### WORK INSTRUCTIONS:
Work through the listing below, copying each line that carries the word "pectoral".

### EXTRACTED DATA:
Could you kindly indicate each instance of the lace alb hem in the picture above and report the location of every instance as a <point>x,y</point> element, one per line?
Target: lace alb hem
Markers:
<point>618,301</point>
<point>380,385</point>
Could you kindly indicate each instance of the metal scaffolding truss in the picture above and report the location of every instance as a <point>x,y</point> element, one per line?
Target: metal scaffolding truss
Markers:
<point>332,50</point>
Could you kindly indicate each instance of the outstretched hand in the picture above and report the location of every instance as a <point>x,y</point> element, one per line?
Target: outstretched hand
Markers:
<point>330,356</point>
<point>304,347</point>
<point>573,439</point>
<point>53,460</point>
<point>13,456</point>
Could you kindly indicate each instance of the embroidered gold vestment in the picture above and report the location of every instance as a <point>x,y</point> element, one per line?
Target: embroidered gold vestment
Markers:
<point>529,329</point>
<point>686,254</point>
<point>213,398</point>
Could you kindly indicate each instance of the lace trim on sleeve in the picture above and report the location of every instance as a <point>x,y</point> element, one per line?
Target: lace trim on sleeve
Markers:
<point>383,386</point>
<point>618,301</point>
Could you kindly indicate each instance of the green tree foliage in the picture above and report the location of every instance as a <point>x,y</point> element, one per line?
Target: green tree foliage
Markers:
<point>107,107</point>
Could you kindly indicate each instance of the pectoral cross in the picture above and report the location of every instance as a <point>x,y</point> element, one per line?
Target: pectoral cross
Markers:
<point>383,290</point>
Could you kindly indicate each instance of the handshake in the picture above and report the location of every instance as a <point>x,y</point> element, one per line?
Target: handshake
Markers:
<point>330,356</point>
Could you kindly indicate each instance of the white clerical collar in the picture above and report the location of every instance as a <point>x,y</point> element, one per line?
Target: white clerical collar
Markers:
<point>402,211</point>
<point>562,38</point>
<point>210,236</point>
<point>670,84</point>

--

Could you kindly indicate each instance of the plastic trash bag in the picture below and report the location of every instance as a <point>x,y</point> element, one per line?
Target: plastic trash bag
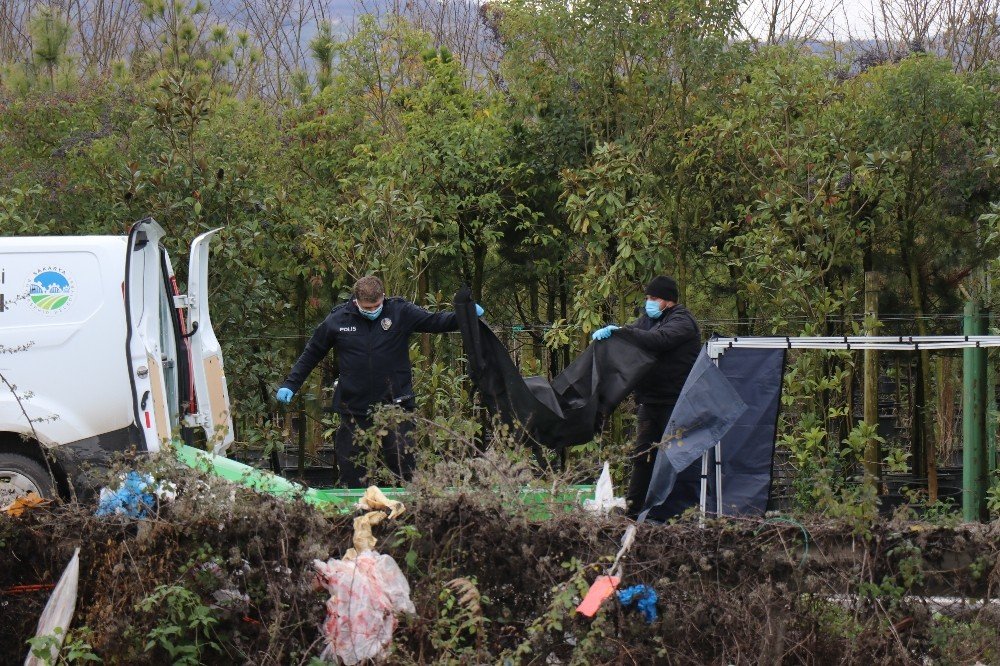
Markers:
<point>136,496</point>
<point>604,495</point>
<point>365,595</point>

### OUTPUT FOR THIS TASK:
Could you kindly indicate each instance of the pectoral cross in the picture above and report the location of every instance as a <point>x,y</point> element, one per line?
Target: pectoral cross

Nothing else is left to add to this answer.